DATASET ENTRIES:
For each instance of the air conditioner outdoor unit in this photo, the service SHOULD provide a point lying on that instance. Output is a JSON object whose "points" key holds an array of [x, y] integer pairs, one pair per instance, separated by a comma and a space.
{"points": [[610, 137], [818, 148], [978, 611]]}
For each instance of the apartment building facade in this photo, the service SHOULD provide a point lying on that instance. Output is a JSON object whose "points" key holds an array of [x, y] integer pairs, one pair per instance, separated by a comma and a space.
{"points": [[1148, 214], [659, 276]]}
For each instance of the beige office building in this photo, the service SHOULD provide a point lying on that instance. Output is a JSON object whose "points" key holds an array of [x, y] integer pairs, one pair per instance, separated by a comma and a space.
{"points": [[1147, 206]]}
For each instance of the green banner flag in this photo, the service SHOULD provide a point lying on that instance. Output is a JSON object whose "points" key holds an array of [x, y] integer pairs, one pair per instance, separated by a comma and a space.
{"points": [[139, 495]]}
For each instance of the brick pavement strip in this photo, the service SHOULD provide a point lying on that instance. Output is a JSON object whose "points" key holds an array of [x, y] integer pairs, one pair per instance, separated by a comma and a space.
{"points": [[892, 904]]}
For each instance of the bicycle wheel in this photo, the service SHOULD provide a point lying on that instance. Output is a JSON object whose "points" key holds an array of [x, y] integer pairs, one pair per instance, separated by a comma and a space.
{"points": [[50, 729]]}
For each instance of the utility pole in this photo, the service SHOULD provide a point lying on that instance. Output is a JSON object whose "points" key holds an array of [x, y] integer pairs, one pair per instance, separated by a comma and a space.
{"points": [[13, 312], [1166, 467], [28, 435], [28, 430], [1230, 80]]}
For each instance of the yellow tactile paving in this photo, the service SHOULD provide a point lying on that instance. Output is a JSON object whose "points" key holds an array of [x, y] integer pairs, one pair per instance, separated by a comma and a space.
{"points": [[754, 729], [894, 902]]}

WHAT YOU ARE ASKED TO DO: Once the listing has been read, copy every line of it exactly.

RESULT FOR THIS TASK:
For each instance of the air conditioner outdoor unit in this photo, the service SHOULD provide a point lying on that instance. Output is a JSON object whose "points" key holds an array of [x, y] integer pairs, one pair per instance, separated by a comma and a space.
{"points": [[610, 137], [818, 148], [978, 611]]}
For each instance of the apartment building facade in this photo, the service SHOULD provide a point lying on that instance. Output is a JSON object whose "points" key holds an array of [x, y] integer pairs, one pair per instance, separated by a comma and a space.
{"points": [[1148, 214], [659, 276]]}
For each instance of the beige office building in this photo, the service SHOULD provide a point lying on that instance. Output is a JSON object whose "points" key holds an array of [x, y] integer pairs, one pair per instance, separated by a comma and a space.
{"points": [[1147, 206]]}
For each instance of the green banner flag in this photo, the service SHOULD provide a point lying on that instance. Output is a JSON object whose "points" key holds an array of [x, y] integer pairs, one pair per instance, separated by a comma and a space.
{"points": [[139, 495]]}
For each instance of the brick pavement strip in this photo, the service SHOULD provide a point lying on that instance. Output is a JSON object whose "points" key holds an array of [x, y] integer pairs, one pair per instance, separated by a comma and a space.
{"points": [[892, 904]]}
For each instance of the bicycle wheel in this photo, the service SHOULD provide a point lying on that instance. Output is a JSON object whose "points" key holds an array of [x, y] integer pairs, one pair per instance, separated by a comma and a space.
{"points": [[50, 729]]}
For each instance of the utility pole in this photo, the service SHOULD provide a point lying on that instance. Output is a JSON object whose "points" key holds an array of [x, y] integer pairs, one pair per instance, separated by a comma and a space.
{"points": [[13, 312], [1166, 467], [28, 435], [28, 430], [1230, 80]]}
For each instance of the yellow tactile paving in this photo, the service SHOULD provide a point lying on that instance. Output is a JSON object whose "points" key holds an array of [x, y] integer pairs, one pair per instance, separated by a comma and a space.
{"points": [[754, 729], [894, 902]]}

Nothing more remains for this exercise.